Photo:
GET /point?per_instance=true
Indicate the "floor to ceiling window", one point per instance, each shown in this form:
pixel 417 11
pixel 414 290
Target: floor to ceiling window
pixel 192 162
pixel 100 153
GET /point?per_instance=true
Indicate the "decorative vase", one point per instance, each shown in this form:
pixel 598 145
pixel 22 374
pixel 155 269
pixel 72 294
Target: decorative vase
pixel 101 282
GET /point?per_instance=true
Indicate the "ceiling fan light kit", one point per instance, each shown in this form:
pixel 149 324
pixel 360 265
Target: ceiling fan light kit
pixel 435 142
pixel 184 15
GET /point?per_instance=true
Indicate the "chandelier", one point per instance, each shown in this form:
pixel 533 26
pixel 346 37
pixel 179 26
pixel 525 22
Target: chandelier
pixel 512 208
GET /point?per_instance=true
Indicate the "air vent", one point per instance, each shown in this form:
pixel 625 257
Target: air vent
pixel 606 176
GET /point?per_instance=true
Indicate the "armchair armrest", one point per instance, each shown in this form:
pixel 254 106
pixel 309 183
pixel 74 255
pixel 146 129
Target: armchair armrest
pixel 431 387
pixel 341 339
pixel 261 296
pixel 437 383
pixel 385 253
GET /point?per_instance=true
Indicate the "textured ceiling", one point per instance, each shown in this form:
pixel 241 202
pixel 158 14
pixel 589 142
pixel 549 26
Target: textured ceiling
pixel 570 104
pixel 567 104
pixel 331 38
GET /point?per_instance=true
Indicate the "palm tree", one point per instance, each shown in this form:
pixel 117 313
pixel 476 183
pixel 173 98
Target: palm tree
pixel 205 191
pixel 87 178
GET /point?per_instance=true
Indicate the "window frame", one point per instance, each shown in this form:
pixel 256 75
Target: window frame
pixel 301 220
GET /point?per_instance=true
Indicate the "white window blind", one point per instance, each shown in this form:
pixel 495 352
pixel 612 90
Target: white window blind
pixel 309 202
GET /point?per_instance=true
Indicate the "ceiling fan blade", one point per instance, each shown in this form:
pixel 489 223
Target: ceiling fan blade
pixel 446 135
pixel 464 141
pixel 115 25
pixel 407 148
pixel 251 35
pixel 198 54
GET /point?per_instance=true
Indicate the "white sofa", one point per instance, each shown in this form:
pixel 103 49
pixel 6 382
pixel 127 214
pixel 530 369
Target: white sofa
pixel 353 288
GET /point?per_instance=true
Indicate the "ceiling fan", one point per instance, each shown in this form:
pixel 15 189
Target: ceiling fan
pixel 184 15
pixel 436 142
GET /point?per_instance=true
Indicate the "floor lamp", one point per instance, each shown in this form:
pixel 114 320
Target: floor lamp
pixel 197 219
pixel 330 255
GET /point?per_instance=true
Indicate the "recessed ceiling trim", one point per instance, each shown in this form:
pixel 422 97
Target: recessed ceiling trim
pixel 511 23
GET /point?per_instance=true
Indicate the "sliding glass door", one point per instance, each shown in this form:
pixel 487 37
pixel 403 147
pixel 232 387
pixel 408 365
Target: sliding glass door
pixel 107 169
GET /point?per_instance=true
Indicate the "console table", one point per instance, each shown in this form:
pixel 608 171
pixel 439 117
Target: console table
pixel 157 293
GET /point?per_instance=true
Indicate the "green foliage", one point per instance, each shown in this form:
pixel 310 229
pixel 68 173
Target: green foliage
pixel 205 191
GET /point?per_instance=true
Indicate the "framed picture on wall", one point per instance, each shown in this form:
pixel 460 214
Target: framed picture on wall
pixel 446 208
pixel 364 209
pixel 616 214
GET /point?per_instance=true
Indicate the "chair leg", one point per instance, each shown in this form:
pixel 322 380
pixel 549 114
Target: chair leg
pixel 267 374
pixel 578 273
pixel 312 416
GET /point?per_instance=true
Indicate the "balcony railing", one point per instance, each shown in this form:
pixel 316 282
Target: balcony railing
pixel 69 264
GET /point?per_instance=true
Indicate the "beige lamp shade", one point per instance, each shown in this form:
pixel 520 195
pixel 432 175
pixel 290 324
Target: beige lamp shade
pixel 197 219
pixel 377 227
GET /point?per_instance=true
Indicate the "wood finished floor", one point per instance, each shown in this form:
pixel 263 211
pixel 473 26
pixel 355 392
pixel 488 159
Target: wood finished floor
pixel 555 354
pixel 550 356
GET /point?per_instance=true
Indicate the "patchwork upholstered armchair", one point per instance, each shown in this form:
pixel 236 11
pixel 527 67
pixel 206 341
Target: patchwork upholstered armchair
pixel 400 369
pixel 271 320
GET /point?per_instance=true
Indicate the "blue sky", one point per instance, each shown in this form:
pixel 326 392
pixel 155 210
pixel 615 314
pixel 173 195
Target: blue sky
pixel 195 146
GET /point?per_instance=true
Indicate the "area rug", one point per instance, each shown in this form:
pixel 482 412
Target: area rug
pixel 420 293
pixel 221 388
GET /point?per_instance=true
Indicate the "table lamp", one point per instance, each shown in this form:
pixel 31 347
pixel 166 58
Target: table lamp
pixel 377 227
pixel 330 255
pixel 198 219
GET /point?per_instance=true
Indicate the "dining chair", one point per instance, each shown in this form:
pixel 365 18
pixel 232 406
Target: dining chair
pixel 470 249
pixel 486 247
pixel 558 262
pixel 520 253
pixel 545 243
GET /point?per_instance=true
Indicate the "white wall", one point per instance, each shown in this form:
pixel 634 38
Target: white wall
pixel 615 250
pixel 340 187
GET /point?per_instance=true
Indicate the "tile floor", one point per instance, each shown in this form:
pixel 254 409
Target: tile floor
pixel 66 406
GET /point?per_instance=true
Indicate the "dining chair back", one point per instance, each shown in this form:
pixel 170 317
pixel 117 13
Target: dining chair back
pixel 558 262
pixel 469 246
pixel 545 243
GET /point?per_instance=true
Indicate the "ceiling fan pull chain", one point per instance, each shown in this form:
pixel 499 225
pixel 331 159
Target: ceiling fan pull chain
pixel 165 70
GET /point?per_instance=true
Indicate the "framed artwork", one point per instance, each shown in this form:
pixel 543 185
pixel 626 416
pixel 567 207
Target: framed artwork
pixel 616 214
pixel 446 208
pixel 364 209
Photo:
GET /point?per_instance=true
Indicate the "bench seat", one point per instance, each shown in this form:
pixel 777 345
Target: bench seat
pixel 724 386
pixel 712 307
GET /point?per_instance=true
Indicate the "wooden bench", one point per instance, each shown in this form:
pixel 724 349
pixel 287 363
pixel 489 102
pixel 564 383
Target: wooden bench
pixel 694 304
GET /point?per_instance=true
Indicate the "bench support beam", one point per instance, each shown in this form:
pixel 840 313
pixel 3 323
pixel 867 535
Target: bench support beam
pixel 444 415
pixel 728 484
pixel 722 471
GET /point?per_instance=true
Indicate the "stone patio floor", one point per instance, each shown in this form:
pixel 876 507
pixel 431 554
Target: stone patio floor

========

▶ [WORK TO BE COMPLETED] Repeat the listing above in full, word for word.

▶ [EXERCISE OUTPUT]
Photo:
GET /point?per_instance=true
Indicate the "floor to ceiling window", one point per instance, each shown in this form:
pixel 417 11
pixel 414 290
Target: floor to ceiling window
pixel 192 162
pixel 100 153
GET /point?per_instance=true
Indicate the "decorative vase", one point per instance, each shown in this form:
pixel 598 145
pixel 22 374
pixel 155 269
pixel 72 294
Target: decorative vase
pixel 101 282
GET /point?per_instance=true
Indicate the "ceiling fan light kit", one point per instance, each shown in this form:
pixel 149 324
pixel 360 265
Target: ceiling fan light kit
pixel 435 142
pixel 184 15
GET /point?per_instance=true
Indicate the "chandelier", one point per instance, each shown in this form:
pixel 533 26
pixel 346 37
pixel 179 26
pixel 525 22
Target: chandelier
pixel 512 208
GET /point?per_instance=true
Indicate the "air vent", one point per instance, each shown in this form:
pixel 625 257
Target: air vent
pixel 606 176
GET /point?per_instance=true
Indicate the "armchair armrest", one point per instance, each shown in this form:
pixel 254 106
pixel 309 183
pixel 74 255
pixel 146 129
Target: armchair armrest
pixel 431 387
pixel 341 339
pixel 261 296
pixel 437 383
pixel 385 253
GET /point?per_instance=true
Indicate the "textured ceiling", one point per instance, each shown in this form:
pixel 241 202
pixel 158 14
pixel 589 142
pixel 549 26
Target: textured ceiling
pixel 570 104
pixel 567 104
pixel 331 38
GET /point?per_instance=true
Indicate the "palm tree", one point per instance, each shown in this form:
pixel 117 313
pixel 476 183
pixel 173 98
Target: palm tree
pixel 205 191
pixel 87 178
GET /point?per_instance=true
Indicate the "window frame", one point per instance, each shown in this form:
pixel 256 75
Target: window frame
pixel 301 220
GET /point?per_instance=true
Indicate the "white window blind", one point per instance, each shown in this form:
pixel 495 352
pixel 612 90
Target: white window blind
pixel 309 202
GET /point?per_instance=true
Indicate the "ceiling fan blade", one point per instance, each shown in this form:
pixel 489 223
Target: ceiling fan blade
pixel 446 135
pixel 464 141
pixel 115 25
pixel 407 148
pixel 251 35
pixel 198 54
GET /point?per_instance=true
Indicate the "white sofa", one point per instance, each shown in this form:
pixel 103 49
pixel 6 382
pixel 127 214
pixel 530 369
Target: white sofa
pixel 353 288
GET /point?per_instance=true
Indicate the "ceiling fan", one point per instance, each shown in this form:
pixel 15 189
Target: ceiling fan
pixel 184 15
pixel 436 142
GET /point?per_instance=true
Indicate the "floor lamp", one point per instance, each shown in this form:
pixel 114 320
Target: floor lamp
pixel 197 219
pixel 330 255
GET /point?per_instance=true
Indicate the "recessed ceiling trim", one point per instance, each shown in this form:
pixel 422 97
Target: recessed ceiling trim
pixel 511 23
GET /point?per_instance=true
Indicate the "sliding glass door", one point per instance, each shown in this form:
pixel 487 37
pixel 403 147
pixel 232 387
pixel 408 365
Target: sliding glass door
pixel 107 169
GET /point?per_instance=true
Indicate the "console table", one point per instance, each shown in this form:
pixel 608 171
pixel 439 117
Target: console table
pixel 157 293
GET /point?per_instance=true
Indicate the "green foliage", one point per instance, each shown in this form:
pixel 310 229
pixel 68 173
Target: green foliage
pixel 205 191
GET /point?per_instance=true
Indicate the "framed picture on wall", one point per instance, each shown in this form:
pixel 460 214
Target: framed picture on wall
pixel 446 208
pixel 364 209
pixel 616 214
GET /point?per_instance=true
Indicate the "chair leg", one point per instance, each shown in this form:
pixel 322 380
pixel 549 114
Target: chair leg
pixel 267 374
pixel 578 273
pixel 312 416
GET /point?per_instance=true
Indicate the "balcony railing", one point per instance, each shown in this form:
pixel 316 282
Target: balcony railing
pixel 69 264
GET /point?per_instance=true
Indicate the "beige lamp shade", one point per instance, each shown in this form:
pixel 520 195
pixel 432 175
pixel 290 324
Target: beige lamp shade
pixel 197 219
pixel 377 227
GET /point?per_instance=true
Indicate the "wood finished floor", one point per instance, each shown in this form:
pixel 263 211
pixel 473 26
pixel 355 392
pixel 488 159
Target: wood finished floor
pixel 555 354
pixel 550 356
GET /point?per_instance=true
Indicate the "patchwork upholstered armchair", one point per instance, each shown in this form:
pixel 236 11
pixel 527 67
pixel 206 341
Target: patchwork upholstered armchair
pixel 400 369
pixel 271 320
GET /point?per_instance=true
Indicate the "blue sky", one point per instance, each shown in this form:
pixel 326 392
pixel 155 210
pixel 615 314
pixel 173 195
Target: blue sky
pixel 195 146
GET /point?per_instance=true
Indicate the "area rug", one point per instance, each shown in this form:
pixel 482 412
Target: area rug
pixel 420 293
pixel 221 388
GET /point?per_instance=true
Indicate the "table lamp", one point per instance, each shown in this form:
pixel 31 347
pixel 166 58
Target: table lamp
pixel 377 227
pixel 330 255
pixel 198 219
GET /point?per_instance=true
Indicate the "dining chair", one point per instance, each shown in this form:
pixel 365 18
pixel 232 406
Target: dining chair
pixel 470 249
pixel 486 247
pixel 558 262
pixel 520 253
pixel 545 243
GET /point?per_instance=true
Indicate the "white wall", one point per instance, each shown in this form:
pixel 634 38
Target: white wall
pixel 615 250
pixel 340 187
GET /point?per_instance=true
Indicate the "tile floor", one point per instance, each shown in this form:
pixel 254 409
Target: tile floor
pixel 66 406
GET /point?per_instance=true
Indicate the "dining chair back", one point per instance, each shown in this form:
pixel 170 317
pixel 117 13
Target: dining chair back
pixel 558 262
pixel 469 246
pixel 545 243
GET /point?per_instance=true
Indicate the "ceiling fan pull chain", one point per instance, each shown in this form:
pixel 499 225
pixel 331 159
Target: ceiling fan pull chain
pixel 165 70
GET /point?per_instance=true
Indicate the "framed artwork", one point per instance, each shown in this form:
pixel 543 185
pixel 626 416
pixel 567 207
Target: framed artwork
pixel 616 214
pixel 446 208
pixel 364 209
Photo:
GET /point?per_instance=true
Indicate the "bench seat", one point per instance, each shown in this form:
pixel 777 345
Target: bench seat
pixel 724 386
pixel 712 307
GET /point?per_instance=true
Indicate the "wooden bench", one point per instance, each shown in this form:
pixel 724 349
pixel 287 363
pixel 489 102
pixel 564 383
Target: wooden bench
pixel 694 304
GET /point?per_instance=true
Indicate the "bench support beam", one point per instance, each shown in this form:
pixel 840 313
pixel 3 323
pixel 867 535
Target: bench support beam
pixel 444 415
pixel 728 484
pixel 722 471
GET /point?per_instance=true
Indicate the "stone patio floor", one point per instance, each shown in this form:
pixel 876 507
pixel 431 554
Target: stone patio floor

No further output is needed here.